Il mercato dimostrerà come la liquidità degli attivi non sia sempre e necessariamente un vantaggio. Nel credito la liquidabilità dei fondi induce effetti a catena di vendite che subiscono allargamenti di spread e penalizzano anche chi rimane investito. Cosa che non succede nei fondi chiusi. Avere la facoltà di vendere con il mercato a -30/-40% è davvero un vantaggio? Forse sì, ma espone ad altre tipologie di rischio: irrazionalità, e soprattutto correla il comportamento degli investitori, cosa che non accade nei fondi chiusi. Nessuna forma di investimento è immune dall’effetto “serrata” sull’economia, ma le quattro direttrici di diversificazione sopra menzionate possono mitigare gli effetti di quanto sta accadendo sui mercati.

In questa fase vediamo l’opportunità su fondi dedicati all’economia reale con un grado di flessibilità elevato: equity, UTP, credito junior, convertibili, oppure a forme di investimento che agiscano sul working capital, lo sconto fatture ad esempio su cui diversi operatori hanno costruito un track-record apprezzabile. Percepiamo un’apertura da parte dei grandi operatori istituzionali a sostenere questi segmenti di intervento, forse si potrà assistere anche all’entrata di altri operatori “smart” di lungo termine, che nel principio di progressività nell’accesso al mercato, riserveranno parte delle risorse disponibili a iniziative “coerenti” al quadro economico attuale (e forse più utili di altre).

- _Dati elencati_:

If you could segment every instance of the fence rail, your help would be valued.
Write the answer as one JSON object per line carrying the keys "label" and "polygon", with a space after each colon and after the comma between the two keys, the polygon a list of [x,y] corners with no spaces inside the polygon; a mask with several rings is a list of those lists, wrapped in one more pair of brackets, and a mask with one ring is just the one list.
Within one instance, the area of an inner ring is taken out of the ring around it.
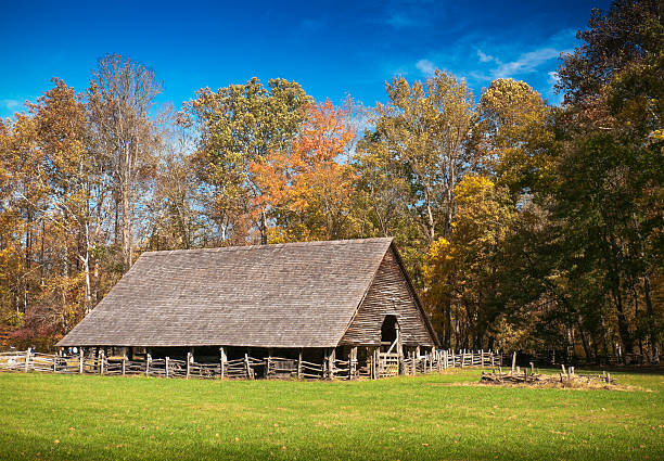
{"label": "fence rail", "polygon": [[56,356],[29,350],[0,353],[0,371],[50,372],[62,374],[145,375],[155,377],[244,379],[257,376],[274,379],[341,379],[387,377],[397,374],[432,373],[448,368],[501,367],[503,355],[495,351],[434,350],[425,355],[403,357],[398,354],[376,353],[368,358],[323,359],[321,363],[282,357],[263,359],[245,355],[243,358],[217,363],[199,363],[171,358],[128,360],[99,356]]}

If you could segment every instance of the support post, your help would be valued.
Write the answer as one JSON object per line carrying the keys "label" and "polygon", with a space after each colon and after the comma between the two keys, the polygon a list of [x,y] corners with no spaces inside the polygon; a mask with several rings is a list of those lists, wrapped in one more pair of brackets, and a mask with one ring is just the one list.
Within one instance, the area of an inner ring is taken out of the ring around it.
{"label": "support post", "polygon": [[299,348],[299,355],[297,356],[297,379],[302,379],[302,347]]}
{"label": "support post", "polygon": [[224,346],[219,347],[219,369],[220,375],[224,377],[226,374],[226,349],[224,349]]}
{"label": "support post", "polygon": [[380,363],[380,347],[374,347],[373,348],[373,379],[378,380],[380,377],[380,369],[381,369],[381,363]]}
{"label": "support post", "polygon": [[336,359],[336,349],[332,349],[328,356],[328,374],[330,380],[334,380],[334,361]]}
{"label": "support post", "polygon": [[348,355],[348,379],[355,380],[357,375],[357,346],[350,348]]}
{"label": "support post", "polygon": [[244,353],[244,367],[246,368],[246,379],[251,380],[252,379],[252,367],[250,366],[247,353]]}

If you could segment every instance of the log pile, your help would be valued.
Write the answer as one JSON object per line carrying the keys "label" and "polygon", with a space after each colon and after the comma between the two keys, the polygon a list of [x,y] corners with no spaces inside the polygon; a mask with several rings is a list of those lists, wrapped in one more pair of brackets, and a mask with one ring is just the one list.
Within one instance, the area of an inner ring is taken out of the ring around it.
{"label": "log pile", "polygon": [[615,380],[611,377],[611,373],[605,371],[602,374],[577,374],[574,372],[574,367],[565,370],[562,366],[561,372],[558,374],[540,374],[531,363],[531,369],[520,367],[512,368],[508,372],[502,372],[501,368],[493,369],[490,373],[482,372],[480,380],[483,384],[526,384],[533,386],[550,386],[550,387],[606,387],[615,385]]}

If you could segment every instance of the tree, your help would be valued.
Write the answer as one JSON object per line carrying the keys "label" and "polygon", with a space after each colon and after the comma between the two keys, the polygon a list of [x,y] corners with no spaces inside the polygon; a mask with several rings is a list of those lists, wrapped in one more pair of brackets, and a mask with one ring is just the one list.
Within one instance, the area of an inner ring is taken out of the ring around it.
{"label": "tree", "polygon": [[539,93],[511,78],[491,81],[480,99],[471,149],[481,158],[481,169],[516,197],[532,193],[547,172],[554,139],[547,126],[550,112]]}
{"label": "tree", "polygon": [[355,135],[330,101],[310,104],[289,149],[250,165],[264,193],[258,202],[274,219],[274,241],[336,240],[357,232],[349,165]]}
{"label": "tree", "polygon": [[[650,278],[661,270],[661,127],[664,28],[659,3],[615,1],[595,10],[584,40],[560,69],[566,111],[559,118],[553,212],[567,242],[569,269],[597,273],[613,304],[617,331],[630,353],[639,300],[647,306],[650,350],[661,328]],[[579,253],[583,252],[583,253]]]}
{"label": "tree", "polygon": [[434,316],[436,306],[451,305],[451,319],[442,320],[455,323],[458,347],[483,348],[489,328],[507,313],[503,246],[516,214],[507,190],[484,176],[465,176],[455,196],[449,240],[438,239],[425,257],[424,298]]}
{"label": "tree", "polygon": [[405,165],[409,208],[429,242],[449,235],[454,188],[471,158],[463,150],[473,118],[473,95],[464,81],[436,71],[424,84],[395,77],[390,102],[376,107],[375,150]]}
{"label": "tree", "polygon": [[95,150],[111,169],[115,239],[122,240],[125,270],[133,264],[141,183],[154,174],[158,137],[151,112],[161,91],[161,82],[151,69],[116,54],[99,60],[88,90]]}
{"label": "tree", "polygon": [[243,222],[248,222],[267,243],[267,213],[256,201],[263,191],[250,165],[270,151],[289,149],[307,103],[309,97],[294,81],[271,79],[265,88],[252,78],[216,92],[202,89],[184,104],[181,121],[200,136],[193,165],[212,188],[207,214],[218,222],[222,242],[232,233],[235,243],[244,242],[248,229]]}

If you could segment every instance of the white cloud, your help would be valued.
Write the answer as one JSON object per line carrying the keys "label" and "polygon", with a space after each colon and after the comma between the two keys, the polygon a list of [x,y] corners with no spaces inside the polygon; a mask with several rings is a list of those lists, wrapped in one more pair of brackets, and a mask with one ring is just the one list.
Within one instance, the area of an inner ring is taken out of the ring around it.
{"label": "white cloud", "polygon": [[[507,78],[520,74],[529,74],[535,72],[538,66],[549,60],[558,57],[562,50],[546,47],[535,51],[523,53],[515,61],[500,63],[498,67],[490,71],[493,78]],[[498,61],[497,61],[498,62]]]}
{"label": "white cloud", "polygon": [[2,99],[0,100],[0,106],[4,107],[8,111],[14,111],[21,107],[21,102],[15,99]]}
{"label": "white cloud", "polygon": [[395,29],[416,27],[420,24],[420,21],[414,17],[401,13],[392,13],[383,22]]}
{"label": "white cloud", "polygon": [[434,75],[436,71],[436,65],[429,60],[420,60],[416,63],[416,67],[418,71],[422,73],[425,77],[431,77]]}
{"label": "white cloud", "polygon": [[484,53],[482,50],[477,49],[477,57],[480,57],[481,63],[488,63],[490,61],[495,61],[496,59],[490,54]]}

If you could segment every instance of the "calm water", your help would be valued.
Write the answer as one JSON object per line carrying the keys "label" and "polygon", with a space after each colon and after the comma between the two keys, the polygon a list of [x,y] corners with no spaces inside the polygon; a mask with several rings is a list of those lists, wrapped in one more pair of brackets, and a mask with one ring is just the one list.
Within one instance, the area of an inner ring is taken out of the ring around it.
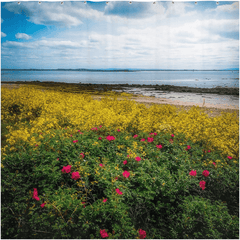
{"label": "calm water", "polygon": [[[239,71],[141,71],[141,72],[76,72],[76,71],[2,71],[2,81],[54,81],[92,84],[146,84],[212,88],[239,87]],[[125,92],[163,97],[184,102],[228,104],[239,106],[239,97],[218,94],[163,92],[133,88]]]}
{"label": "calm water", "polygon": [[2,81],[54,81],[92,84],[146,84],[212,88],[239,87],[239,71],[1,71]]}

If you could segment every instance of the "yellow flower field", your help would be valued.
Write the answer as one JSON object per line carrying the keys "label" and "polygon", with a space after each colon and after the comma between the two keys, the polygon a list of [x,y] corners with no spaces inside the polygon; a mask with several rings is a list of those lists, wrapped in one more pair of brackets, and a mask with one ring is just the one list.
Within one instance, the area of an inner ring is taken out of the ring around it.
{"label": "yellow flower field", "polygon": [[[18,89],[2,88],[2,121],[14,123],[8,126],[7,147],[14,148],[18,141],[39,144],[41,132],[51,129],[90,130],[104,125],[116,129],[146,132],[182,132],[191,140],[202,140],[207,150],[218,148],[223,154],[237,157],[239,154],[239,118],[225,113],[209,118],[199,107],[177,112],[171,105],[154,105],[147,108],[127,97],[117,100],[105,96],[93,100],[90,94],[64,93],[39,90],[36,87]],[[12,149],[13,149],[12,148]]]}

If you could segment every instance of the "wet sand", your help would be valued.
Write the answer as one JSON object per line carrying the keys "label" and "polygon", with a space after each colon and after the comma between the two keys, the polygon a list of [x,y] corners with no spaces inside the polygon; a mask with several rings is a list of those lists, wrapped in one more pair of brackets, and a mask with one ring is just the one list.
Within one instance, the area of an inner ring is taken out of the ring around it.
{"label": "wet sand", "polygon": [[[104,92],[106,91],[123,91],[124,88],[127,87],[128,84],[116,84],[116,85],[107,85],[107,84],[69,84],[69,83],[57,83],[57,82],[2,82],[1,86],[2,87],[7,87],[10,89],[13,88],[18,88],[21,85],[35,85],[39,86],[40,88],[47,88],[47,89],[58,89],[61,88],[64,92],[73,92],[73,93],[80,93],[80,92],[88,92],[92,94],[92,98],[96,100],[101,100],[101,98],[104,95]],[[220,91],[221,94],[230,94],[233,92],[233,95],[236,95],[237,92],[239,94],[239,89],[238,88],[221,88],[219,89],[193,89],[193,88],[187,88],[187,87],[176,87],[176,86],[170,86],[168,85],[171,91],[175,89],[175,91],[195,91],[195,92],[204,92],[204,91],[209,91],[209,92],[214,92],[214,91]],[[129,85],[129,87],[144,87],[144,88],[165,88],[164,85],[158,86],[158,85]],[[176,88],[175,88],[176,87]],[[161,89],[162,90],[162,89]],[[168,91],[168,90],[165,90]],[[216,93],[216,92],[214,92]],[[118,96],[118,100],[123,100],[123,97]],[[193,103],[193,102],[185,102],[185,101],[179,101],[179,100],[171,100],[171,99],[166,99],[166,98],[156,98],[156,97],[145,97],[142,95],[137,95],[133,94],[132,97],[130,98],[138,103],[145,104],[146,106],[151,106],[153,104],[170,104],[176,106],[179,110],[185,109],[189,110],[192,106],[199,106],[205,113],[208,114],[209,117],[215,117],[221,115],[222,112],[237,112],[237,115],[239,116],[239,106],[236,105],[227,105],[227,104],[210,104],[210,103]]]}

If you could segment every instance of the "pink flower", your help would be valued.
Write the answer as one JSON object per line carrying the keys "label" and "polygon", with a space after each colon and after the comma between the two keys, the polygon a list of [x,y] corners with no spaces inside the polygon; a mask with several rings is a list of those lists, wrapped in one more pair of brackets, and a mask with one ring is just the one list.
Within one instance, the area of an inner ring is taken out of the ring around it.
{"label": "pink flower", "polygon": [[33,199],[39,201],[38,192],[36,188],[33,188]]}
{"label": "pink flower", "polygon": [[141,158],[140,157],[135,157],[135,160],[139,162],[139,161],[141,161]]}
{"label": "pink flower", "polygon": [[40,206],[43,208],[46,205],[46,203],[42,203]]}
{"label": "pink flower", "polygon": [[103,230],[100,229],[100,234],[101,234],[102,238],[109,237],[107,232],[105,231],[105,229],[103,229]]}
{"label": "pink flower", "polygon": [[130,172],[124,171],[124,172],[123,172],[123,176],[124,176],[125,178],[129,178]]}
{"label": "pink flower", "polygon": [[202,190],[205,189],[205,184],[206,184],[205,181],[200,181],[200,182],[199,182],[199,186],[200,186],[200,188],[202,188]]}
{"label": "pink flower", "polygon": [[108,141],[112,141],[112,140],[115,140],[115,137],[114,137],[114,136],[107,136],[106,139],[107,139]]}
{"label": "pink flower", "polygon": [[196,170],[192,170],[192,171],[189,173],[189,175],[191,175],[191,176],[196,176],[196,175],[197,175],[197,171],[196,171]]}
{"label": "pink flower", "polygon": [[78,180],[80,178],[79,172],[73,172],[72,173],[72,179]]}
{"label": "pink flower", "polygon": [[122,192],[119,190],[119,188],[116,189],[116,192],[117,192],[119,195],[122,195]]}
{"label": "pink flower", "polygon": [[153,142],[153,138],[148,137],[148,142]]}
{"label": "pink flower", "polygon": [[70,173],[71,172],[71,167],[70,165],[67,165],[66,167],[62,168],[63,173]]}
{"label": "pink flower", "polygon": [[202,172],[202,175],[205,176],[205,177],[207,177],[207,176],[209,175],[209,171],[208,171],[208,170],[204,170],[204,171]]}
{"label": "pink flower", "polygon": [[140,235],[140,239],[146,238],[146,232],[142,229],[139,229],[139,235]]}

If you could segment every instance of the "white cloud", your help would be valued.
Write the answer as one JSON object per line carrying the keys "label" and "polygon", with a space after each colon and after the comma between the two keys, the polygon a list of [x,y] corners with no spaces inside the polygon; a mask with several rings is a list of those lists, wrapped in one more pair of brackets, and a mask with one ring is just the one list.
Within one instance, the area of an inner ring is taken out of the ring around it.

- _Descrizione del problema_:
Aggiorna il brano sulla liquidità dei fondi a partire da "Il mercato dimostrerà come" e proseguendo fino a "accadendo sui mercati.", con "beneficio" al posto di "vantaggio". I dati riportati provengono da una fonte diversa dal brano.

- _Risposta_:
Il mercato dimostrerà come la liquidità degli attivi non sia sempre e necessariamente un beneficio. Nel credito la liquidabilità dei fondi induce effetti a catena di vendite che subiscono allargamenti di spread e penalizzano anche chi rimane investito. Cosa che non succede nei fondi chiusi. Avere la facoltà di vendere con il mercato a -30/-40% è davvero un beneficio? Forse sì, ma espone ad altre tipologie di rischio: irrazionalità, e soprattutto correla il comportamento degli investitori, cosa che non accade nei fondi chiusi. Nessuna forma di investimento è immune dall’effetto “serrata” sull’economia, ma le quattro direttrici di diversificazione sopra menzionate possono mitigare gli effetti di quanto sta accadendo sui mercati.